CHALLENGE -
Please answer these questions using the turbocharger text below.
(a) What does the text say a turbocharger delivers to the engine intake?
(b) What holds the compressor wheel in position on the shaft?
(c) Through what part does the spent exhaust gas exit the turbine housing?

Turbochargers are a type of forced induction system. They deliver air, at greater density than would be possible in the normally aspirated configuration, to the engine intake, allowing more fuel to be combusted, thus boosting the engine's horsepower without significantly increasing engine weight. This can enable the use of a smaller turbocharged engine, replacing a normally aspirated engine of a larger physical size, thus reducing the mass and aerodynamic frontal area of the vehicle.
Turbochargers (FIG. 1) use the exhaust flow (100), which enters the turbine housing at the turbine inlet (51) of the turbine housing (2), from the engine exhaust manifold and flows through the turbine volute (47) to drive a turbine wheel (70), which is located in a turbine housing (50). The turbine wheel is solidly affixed to a shaft, the other end of which contains a compressor wheel which is mounted to the shaft and held in position by the clamp load from a compressor nut. The primary function of the turbine wheel is providing rotational power to drive the compressor. Once the exhaust gas has passed through the turbine wheel (70) and the turbine wheel has extracted energy from the exhaust gas, the spent exhaust gas (101) exits the turbine housing (2) through the exducer (52) and is ducted to the vehicle downpipe and usually to the after-treatment devices such as catalytic converters, particulate and NOx traps.

GIVEN RECORDS -
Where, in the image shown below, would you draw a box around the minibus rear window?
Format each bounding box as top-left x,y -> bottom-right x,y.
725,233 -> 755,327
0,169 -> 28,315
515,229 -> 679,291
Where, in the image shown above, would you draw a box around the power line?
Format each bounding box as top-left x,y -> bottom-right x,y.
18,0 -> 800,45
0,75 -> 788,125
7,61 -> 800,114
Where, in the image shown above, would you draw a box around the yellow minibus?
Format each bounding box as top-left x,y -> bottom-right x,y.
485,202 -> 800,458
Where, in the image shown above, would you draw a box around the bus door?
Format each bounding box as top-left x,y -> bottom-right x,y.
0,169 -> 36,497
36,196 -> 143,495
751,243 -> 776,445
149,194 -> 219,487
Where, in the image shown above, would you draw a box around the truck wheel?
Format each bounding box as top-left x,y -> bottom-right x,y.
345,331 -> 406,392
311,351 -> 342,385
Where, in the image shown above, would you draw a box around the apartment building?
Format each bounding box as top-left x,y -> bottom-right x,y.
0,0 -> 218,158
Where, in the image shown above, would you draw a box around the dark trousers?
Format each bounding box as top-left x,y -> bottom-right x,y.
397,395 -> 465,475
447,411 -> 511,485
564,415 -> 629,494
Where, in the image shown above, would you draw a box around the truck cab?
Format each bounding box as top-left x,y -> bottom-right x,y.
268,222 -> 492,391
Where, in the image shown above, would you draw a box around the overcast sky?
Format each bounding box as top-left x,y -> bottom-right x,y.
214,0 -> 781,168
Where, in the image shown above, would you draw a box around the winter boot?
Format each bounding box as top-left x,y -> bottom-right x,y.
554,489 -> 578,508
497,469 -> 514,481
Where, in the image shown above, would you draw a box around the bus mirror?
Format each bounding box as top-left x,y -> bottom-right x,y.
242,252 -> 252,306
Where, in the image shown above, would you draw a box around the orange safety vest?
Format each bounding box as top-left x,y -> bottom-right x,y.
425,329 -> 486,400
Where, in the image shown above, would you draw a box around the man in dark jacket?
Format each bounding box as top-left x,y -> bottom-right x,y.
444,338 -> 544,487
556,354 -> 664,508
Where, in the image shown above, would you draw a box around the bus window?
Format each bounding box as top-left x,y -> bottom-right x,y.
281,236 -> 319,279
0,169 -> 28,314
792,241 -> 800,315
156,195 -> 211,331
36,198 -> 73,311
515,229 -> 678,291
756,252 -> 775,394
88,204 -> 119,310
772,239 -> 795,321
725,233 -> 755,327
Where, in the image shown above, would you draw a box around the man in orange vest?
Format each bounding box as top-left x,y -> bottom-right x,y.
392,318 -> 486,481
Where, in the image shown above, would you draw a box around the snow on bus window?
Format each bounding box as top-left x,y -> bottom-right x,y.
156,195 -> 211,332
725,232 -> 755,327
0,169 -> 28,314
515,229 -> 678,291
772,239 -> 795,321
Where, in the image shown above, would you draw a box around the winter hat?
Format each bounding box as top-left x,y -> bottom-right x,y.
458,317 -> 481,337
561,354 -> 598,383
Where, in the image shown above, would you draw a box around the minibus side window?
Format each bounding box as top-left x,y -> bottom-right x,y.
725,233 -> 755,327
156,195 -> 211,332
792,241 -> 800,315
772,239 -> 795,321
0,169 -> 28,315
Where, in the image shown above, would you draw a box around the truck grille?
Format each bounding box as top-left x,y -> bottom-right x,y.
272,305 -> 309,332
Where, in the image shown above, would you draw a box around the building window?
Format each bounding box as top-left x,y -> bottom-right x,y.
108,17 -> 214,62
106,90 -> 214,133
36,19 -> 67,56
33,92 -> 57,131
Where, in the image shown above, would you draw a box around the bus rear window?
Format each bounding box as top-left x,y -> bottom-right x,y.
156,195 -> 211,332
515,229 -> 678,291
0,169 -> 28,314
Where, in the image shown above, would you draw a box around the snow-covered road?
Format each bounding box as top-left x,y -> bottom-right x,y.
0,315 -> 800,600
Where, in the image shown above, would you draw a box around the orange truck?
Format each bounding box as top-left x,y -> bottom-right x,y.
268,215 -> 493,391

RESPONSE -
(a) Air, at greater density than would be possible in the normally aspirated configuration.
(b) The clamp load from a compressor nut.
(c) The exducer.